YOUR INSTRUCTIONS — Copy the stretch of the material from the line containing "of the advertising" through the end of the material, swapping "silver" for "chrome" and leaving everything else as it is.

═══

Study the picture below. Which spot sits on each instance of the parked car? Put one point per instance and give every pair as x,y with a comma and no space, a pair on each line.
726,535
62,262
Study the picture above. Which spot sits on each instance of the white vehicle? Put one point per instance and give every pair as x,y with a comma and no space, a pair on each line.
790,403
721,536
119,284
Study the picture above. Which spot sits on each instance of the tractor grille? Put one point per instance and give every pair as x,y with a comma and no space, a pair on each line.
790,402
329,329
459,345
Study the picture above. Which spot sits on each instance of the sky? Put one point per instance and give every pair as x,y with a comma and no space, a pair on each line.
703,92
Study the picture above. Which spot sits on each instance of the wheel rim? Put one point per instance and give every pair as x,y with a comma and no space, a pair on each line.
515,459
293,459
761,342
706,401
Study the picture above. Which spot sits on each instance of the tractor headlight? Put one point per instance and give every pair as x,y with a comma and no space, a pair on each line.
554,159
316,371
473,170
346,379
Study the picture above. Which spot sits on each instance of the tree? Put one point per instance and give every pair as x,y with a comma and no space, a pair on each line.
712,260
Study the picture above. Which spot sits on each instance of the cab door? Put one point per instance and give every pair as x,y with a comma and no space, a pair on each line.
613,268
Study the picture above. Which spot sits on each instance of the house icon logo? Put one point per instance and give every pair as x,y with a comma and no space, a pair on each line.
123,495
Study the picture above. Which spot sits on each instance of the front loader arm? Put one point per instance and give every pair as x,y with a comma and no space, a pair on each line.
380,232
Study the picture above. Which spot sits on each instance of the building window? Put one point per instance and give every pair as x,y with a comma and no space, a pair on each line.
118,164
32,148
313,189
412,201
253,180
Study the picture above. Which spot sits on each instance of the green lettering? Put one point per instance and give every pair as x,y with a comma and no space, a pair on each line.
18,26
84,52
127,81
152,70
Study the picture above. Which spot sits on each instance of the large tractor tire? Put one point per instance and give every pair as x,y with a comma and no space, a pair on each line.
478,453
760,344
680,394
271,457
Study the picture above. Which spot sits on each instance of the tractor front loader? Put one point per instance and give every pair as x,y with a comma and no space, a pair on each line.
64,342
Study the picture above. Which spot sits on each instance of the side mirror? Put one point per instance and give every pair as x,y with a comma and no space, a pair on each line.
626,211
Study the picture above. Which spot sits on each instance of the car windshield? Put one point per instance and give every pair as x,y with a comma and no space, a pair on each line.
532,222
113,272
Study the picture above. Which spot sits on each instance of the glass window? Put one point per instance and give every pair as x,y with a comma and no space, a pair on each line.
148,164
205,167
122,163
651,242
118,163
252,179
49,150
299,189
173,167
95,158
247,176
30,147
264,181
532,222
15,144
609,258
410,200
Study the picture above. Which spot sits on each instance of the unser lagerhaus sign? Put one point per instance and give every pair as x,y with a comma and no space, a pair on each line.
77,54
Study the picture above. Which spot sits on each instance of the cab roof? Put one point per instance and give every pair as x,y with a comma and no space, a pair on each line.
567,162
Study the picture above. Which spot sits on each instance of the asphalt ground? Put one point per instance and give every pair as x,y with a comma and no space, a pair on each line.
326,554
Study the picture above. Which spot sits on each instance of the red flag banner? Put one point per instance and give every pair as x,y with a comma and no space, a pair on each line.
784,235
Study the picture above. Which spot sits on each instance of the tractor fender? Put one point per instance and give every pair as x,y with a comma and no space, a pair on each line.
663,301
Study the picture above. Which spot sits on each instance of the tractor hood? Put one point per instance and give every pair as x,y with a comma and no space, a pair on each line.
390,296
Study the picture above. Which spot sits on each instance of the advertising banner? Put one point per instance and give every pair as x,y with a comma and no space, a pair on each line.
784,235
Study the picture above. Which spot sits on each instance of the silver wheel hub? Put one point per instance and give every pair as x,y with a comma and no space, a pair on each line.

═══

FINISHED EXERCISE —
Study the picture above. Which spot sits on each instance of the advertising banner? Put one point per instance and give every pair as x,y with a comma and no space, a pair on each line.
784,235
Study the picture above. Which spot sits on each instance of the chrome wheel hub? Put one point per instance and give every pair as x,y with a comma and no space, a pair on each line.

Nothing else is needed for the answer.